▶ [所给文本]:
· · ·

扁担学习hive

最新推荐文章于 2024-11-05 15:26:40 发布

扁担来喽

最新推荐文章于 2024-11-05 15:26:40 发布

阅读量353

点赞数 5

文章标签：学习 hive

本文链接：https://blog.csdn.net/hxhxhzjz/article/details/135691710

版权

扁担学hive

hive

hive 并不是数据库，是一种 用于解决 海量的 结构化的 数据统计工具
是一种基于hadoop的一个数仓工具，可以将结构化数据文件映射为一张表，并提供类SQL查询功能
本质上是
	1、将hive SQL 转为 mr或spark程序(看底层用的是那种引擎) 
	2、将程序提交到yarn上 
	3、对存储在hdfs上的文件进行处理

hive的执行流程

1、客户端通过driver连接到hive服务，将SQL提交
2、hive访问元数据库mate store(元数据库中存储着元数据信息：表名、表所属的数据库、表的拥有者、列/分区字段、表的类型(内部表还是外部表)、表的数据所在的目录等)
元数据信息默认存储在hive自带的Derby数据库中，一般使用mysql进行存储
3、hive服务将SQL进行处理
	1) 通过SQL解析器，解析SQL,将SQL字符串抽象为语法树ast,对ast进行语法分析
		eg：表、字段是否存在，SQL语法是否有误
	2) 通过SQL编译器 对ast编译生成逻辑执行计划
		from -> join on -> where -> group by ->聚合函数 -> having -> select -> distinct ->
			order by -> limit
	3) 通过SQL优化器 对执行计划进行优化
	4) 通过SQL执行器 将逻辑执行计划转为可执行的物理计划，如hive SQL 转为可行行的 mr或spark 
4、将生成的可执行计划提交到yarn上
5、yarn通过调度资源执行计划

hive的数据类型

基本数据类型

hive数据类型			java数据类型		
tinyint                  byte
smalint				     sort
int						 int
bigint					 long
float      				 float
double					 double
string					 String
boolean       			 boolean
timestamp                时间戳类型
date                     日期类型
binary                   字节数组

隐式类型转换
tinyint/smalint/int/bigint/string可以隐式转换为 double 类型 
强制类型转换
cast(数据/字段 as 数据类型)

复杂数据类型

数据类型    comment               	
array    有序的同类型集合          
map       k-v,k必须为基本类型v可以是任意类型 
struct     字段集合，类型可以不同

集合数据类型在创建表时：
	create table if not exists table_name(
		arr array<string>, # 数组格式
		map map<string,string>, # map 格式
		struct struct<列1:string,列2:string> # struck格式
	)row format delimited fields terminated by ','
	collection items terminated by '_'
	# 集合(数组、集合、struct) 多个元素之间以 '_'分割，所有的该类型的数据格式都必须以此
	map keys terminated by ':'
	# 指明 map 中的k v 是以':' 进行分割
	lines terminated by '\n'
	# 行数是以换行符进行分割

获取复杂类型中属性的方法
	数组: 使用索引 字段名[index]
	map: 使用key值 字段名[key]
	struct: 使用 字段名.属性值 和c++的结构体很像

DDL

创建数据库 location 是在hdfs上的位置
	create database if not exists 数据库名 location '';
删除数据库 
	drop database if exists 数据库名;

# 创建表
	create [external] table if not exists 表名(
		字段名 字段类型 comment ''
	)

· · ·

▶ [待完成任务]:
1. 请列出这篇 hive 笔记在“hive服务将SQL进行处理”一步中提到的全部 SQL 组件。
2. 从含有“文章标签：学习 hive”的那几个字开始，到“SQL 转为 mr或spark程序(看底层用的是那种引擎)”为止，返回这篇 hive 笔记中对应的原文，一字不改。

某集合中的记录
· · ·

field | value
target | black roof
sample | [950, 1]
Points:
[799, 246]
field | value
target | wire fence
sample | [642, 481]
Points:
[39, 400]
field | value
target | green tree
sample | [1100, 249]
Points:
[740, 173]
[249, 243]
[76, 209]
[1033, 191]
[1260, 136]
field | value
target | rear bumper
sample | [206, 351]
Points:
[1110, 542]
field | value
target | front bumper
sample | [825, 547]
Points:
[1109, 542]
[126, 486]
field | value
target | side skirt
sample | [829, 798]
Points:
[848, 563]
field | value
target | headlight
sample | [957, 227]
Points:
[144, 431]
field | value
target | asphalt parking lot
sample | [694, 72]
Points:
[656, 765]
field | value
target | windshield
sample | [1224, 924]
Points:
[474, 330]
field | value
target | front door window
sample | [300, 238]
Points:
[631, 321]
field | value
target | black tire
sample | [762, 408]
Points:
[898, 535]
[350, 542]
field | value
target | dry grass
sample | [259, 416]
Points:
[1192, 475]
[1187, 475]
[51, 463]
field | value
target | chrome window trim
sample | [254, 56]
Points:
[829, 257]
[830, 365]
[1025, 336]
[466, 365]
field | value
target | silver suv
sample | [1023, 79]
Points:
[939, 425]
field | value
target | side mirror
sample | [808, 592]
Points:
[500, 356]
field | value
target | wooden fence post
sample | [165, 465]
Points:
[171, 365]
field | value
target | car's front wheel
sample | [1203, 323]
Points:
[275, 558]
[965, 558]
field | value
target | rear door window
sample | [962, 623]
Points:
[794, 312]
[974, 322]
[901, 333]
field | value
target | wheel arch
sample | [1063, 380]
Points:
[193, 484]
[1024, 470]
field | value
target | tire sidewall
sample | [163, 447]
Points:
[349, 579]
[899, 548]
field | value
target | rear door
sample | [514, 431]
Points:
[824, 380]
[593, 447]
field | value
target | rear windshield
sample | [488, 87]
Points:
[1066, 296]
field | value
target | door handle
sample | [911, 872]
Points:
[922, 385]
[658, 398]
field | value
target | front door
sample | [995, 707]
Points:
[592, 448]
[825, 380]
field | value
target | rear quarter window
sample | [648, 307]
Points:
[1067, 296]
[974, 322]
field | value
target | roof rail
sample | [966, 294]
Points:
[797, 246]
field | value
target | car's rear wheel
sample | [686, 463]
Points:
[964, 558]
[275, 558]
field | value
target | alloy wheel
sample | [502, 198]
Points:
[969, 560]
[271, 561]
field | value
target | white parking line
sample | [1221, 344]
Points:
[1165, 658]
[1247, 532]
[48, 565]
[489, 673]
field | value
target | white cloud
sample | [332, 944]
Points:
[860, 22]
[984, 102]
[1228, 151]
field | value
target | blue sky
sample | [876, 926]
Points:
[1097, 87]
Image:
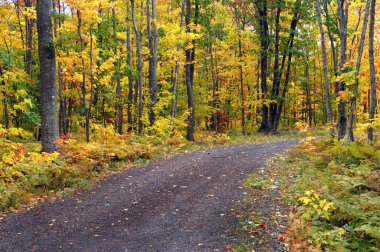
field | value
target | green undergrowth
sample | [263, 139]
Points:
[28, 176]
[336, 196]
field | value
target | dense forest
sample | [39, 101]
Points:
[87, 83]
[194, 65]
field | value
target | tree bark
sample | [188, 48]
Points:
[119, 102]
[139, 68]
[190, 57]
[373, 104]
[177, 68]
[350, 133]
[49, 118]
[276, 67]
[29, 42]
[343, 21]
[325, 66]
[130, 79]
[262, 6]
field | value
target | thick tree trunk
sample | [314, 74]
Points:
[119, 102]
[190, 57]
[276, 67]
[139, 68]
[261, 6]
[29, 41]
[289, 53]
[324, 59]
[130, 79]
[343, 21]
[49, 118]
[88, 109]
[153, 47]
[177, 68]
[242, 93]
[373, 104]
[5, 103]
[350, 132]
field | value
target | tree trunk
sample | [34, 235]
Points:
[29, 42]
[49, 118]
[276, 67]
[289, 53]
[139, 67]
[373, 104]
[177, 68]
[152, 40]
[261, 6]
[130, 79]
[343, 20]
[119, 102]
[350, 132]
[324, 59]
[242, 94]
[190, 57]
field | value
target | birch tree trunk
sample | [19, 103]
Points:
[325, 66]
[350, 133]
[49, 118]
[372, 107]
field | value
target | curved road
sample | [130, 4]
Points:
[184, 203]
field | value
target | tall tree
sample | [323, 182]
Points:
[190, 57]
[262, 16]
[325, 66]
[343, 6]
[350, 125]
[49, 118]
[153, 48]
[119, 103]
[373, 104]
[139, 67]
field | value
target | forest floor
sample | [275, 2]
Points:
[189, 202]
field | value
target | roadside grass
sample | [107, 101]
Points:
[333, 191]
[28, 177]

· · ·

▶ [各题答案]:
1. SQL解析器、SQL编译器、SQL优化器、SQL执行器

2.
文章标签：学习 hive

本文链接：https://blog.csdn.net/hxhxhzjz/article/details/135691710

版权

扁担学hive

hive

hive 并不是数据库，是一种 用于解决 海量的 结构化的 数据统计工具
是一种基于hadoop的一个数仓工具，可以将结构化数据文件映射为一张表，并提供类SQL查询功能
本质上是
	1、将hive SQL 转为 mr或spark程序(看底层用的是那种引擎)